Text provided –
-- BEGIN --
I swear, if I didn’t bear the marks of the before and aftermath, I wouldn’t believe that I brought three children into this world. As close as I try to keep those memories to my heart, they feel distant, like a movie I watched once back in college.

I was as certain as the sun would rise that I would just know when my crew was complete. After our second daughter was born, I remember feeling like I’d just been introduced to the next key character in a play with an unpredictable plot, but certainly not the last. The cast wasn’t quite complete.

After the next one, I thought, then our family will feel whole. Then we had our third daughter, and she was the sweetest little surprise, showing up with a toupee of black hair and precious features. All of that familiar, suffocating love was there, but one thing noticeably was not: that feeling that our family was complete.

There are moments that flitter in like a lost butterfly and stir up questions and scenarios and doubt inside me. Moments that make me skeptical of our grand life plan – the one we designed in our early 20s. Moments that threaten to haunt me in my later years, when, good Lord willing, I have my daughters’ families gathered around my Thanksgiving table.

Talking about fertility at 35 is like looking deep down into the eyes of a desperate child as the ice cream truck drives through the neighborhood. They hear the intrusive melody as it approaches and they know, if they don’t convince their parent, if they don’t get the money, if they can’t come to a decision, if they hesitate in any way, the moment will be gone. The truck will pass their block and the music will get quieter and quieter and quieter, until is it gone and the opportunity for a frozen treat has passed and the only thing left is quiet.

And, in this particular case, I don’t even think I really want the ice cream. That’s the wild part! But it’s so tough since I’ve tasted it three times before and I know it’s so sweet and delicious and now there’s the chance that I won’t be able to have that particular type of dessert ever again. There’s a finality to the scenario that I’m not super fond of. I remember finding out I was pregnant with my first and feeling consumed by fear. Now, on the other side, my soul is swimming, on occasion, in a deep pool filled largely with the same emotions. Maybe that’s the natural bookend. Maybe this is what all women feel.

Could I still have a healthy pregnancy and subsequently a healthy child? Probably. Will mine be classified as a “geriatric pregnancy”? Sure, but whatever. I have no plans to have another baby and in the frantic daytime hours, I’m 1,000 percent satisfied with that. But 35 is stirring up all these really weird, frantic fertility thoughts. I believe they are originating in my ovaries. I definitely blame my ovaries.

Physically

When I was a junior in high school, I was invited to go to Naples, Florida with my best friend’s family for Spring Break. In preparation, I did tae-bo in the den every day for the three weeks leading up to the trip, only to be disappointed by the results. I didn’t have the 6-pack abs Billy Blanks had promised. Nor were my thighs Skipper slim and toned. (Little did we know that we’d be the youngest people in the city by at least 30 years, so it wouldn’t matter anyway.)

But when I look back at those pictures now, I see a fit girl in the prime of her youth. In fact, if I looked now the way I looked then, I would rarely wear clothes. I would just sit around in various forms of midriffs and assorted underwear items.
-- END --
What is asked –
1/ According to the essay on turning 35, where was the writer invited to go for Spring Break as a junior in high school?
2/ Write out the lines in the entries exactly, everything from the line that contains "Definition for annotators: for every instance of the cultivated" down to the line that contains "[[154, 179], [299, 205], [382, 345]]", including both of those lines.
The essay above and the entries that follow come from unrelated sources.

Material –
-- BEGIN --
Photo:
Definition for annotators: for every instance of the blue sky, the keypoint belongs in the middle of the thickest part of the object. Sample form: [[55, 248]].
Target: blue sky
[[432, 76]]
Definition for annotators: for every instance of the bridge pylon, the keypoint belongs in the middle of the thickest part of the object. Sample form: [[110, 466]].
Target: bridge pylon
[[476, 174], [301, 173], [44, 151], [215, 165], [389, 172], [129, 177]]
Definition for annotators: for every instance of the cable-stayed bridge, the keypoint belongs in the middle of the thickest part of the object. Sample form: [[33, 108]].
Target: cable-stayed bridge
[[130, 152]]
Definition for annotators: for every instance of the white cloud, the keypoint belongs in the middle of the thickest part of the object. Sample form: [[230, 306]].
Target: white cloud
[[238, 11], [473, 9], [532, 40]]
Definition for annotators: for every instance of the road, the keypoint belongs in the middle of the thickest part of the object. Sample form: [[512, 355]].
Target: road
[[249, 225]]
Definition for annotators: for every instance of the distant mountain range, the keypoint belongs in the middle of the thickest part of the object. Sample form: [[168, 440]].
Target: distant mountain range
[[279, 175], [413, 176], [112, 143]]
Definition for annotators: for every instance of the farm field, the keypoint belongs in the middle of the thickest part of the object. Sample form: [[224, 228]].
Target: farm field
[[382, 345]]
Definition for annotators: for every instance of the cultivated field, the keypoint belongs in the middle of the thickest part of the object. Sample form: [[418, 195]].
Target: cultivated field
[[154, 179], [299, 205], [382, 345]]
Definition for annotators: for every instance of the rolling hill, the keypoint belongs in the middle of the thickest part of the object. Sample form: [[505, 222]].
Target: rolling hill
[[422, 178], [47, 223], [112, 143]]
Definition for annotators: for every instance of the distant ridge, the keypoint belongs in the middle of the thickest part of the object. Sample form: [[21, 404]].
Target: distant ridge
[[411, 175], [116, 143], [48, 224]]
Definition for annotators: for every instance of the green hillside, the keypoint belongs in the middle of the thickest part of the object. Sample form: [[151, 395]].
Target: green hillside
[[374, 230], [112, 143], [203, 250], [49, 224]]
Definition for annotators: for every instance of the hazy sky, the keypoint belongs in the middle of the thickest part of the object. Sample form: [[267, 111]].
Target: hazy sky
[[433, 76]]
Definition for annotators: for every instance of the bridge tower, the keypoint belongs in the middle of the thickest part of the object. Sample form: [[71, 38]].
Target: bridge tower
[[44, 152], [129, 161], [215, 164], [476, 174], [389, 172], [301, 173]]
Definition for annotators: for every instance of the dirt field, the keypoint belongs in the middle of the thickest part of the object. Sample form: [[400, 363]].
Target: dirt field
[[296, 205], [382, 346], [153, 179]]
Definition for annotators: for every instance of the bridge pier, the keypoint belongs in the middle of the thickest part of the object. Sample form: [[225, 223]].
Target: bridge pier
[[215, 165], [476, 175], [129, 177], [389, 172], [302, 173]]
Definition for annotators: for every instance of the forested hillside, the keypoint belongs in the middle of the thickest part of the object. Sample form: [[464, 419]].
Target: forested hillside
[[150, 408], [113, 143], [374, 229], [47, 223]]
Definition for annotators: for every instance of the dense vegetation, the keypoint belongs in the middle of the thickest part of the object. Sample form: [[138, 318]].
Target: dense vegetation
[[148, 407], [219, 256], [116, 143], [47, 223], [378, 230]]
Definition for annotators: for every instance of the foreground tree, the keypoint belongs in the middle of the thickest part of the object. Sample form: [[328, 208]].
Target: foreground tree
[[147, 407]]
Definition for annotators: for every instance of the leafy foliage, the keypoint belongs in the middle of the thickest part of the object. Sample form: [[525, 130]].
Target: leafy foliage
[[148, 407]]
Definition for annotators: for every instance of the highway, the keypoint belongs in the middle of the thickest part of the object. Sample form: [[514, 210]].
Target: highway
-- END --
Expected responses –
1/ Naples, Florida, with the writer's best friend's family.

2/
Definition for annotators: for every instance of the cultivated field, the keypoint belongs in the middle of the thickest part of the object. Sample form: [[418, 195]].
Target: cultivated field
[[154, 179], [299, 205], [382, 345]]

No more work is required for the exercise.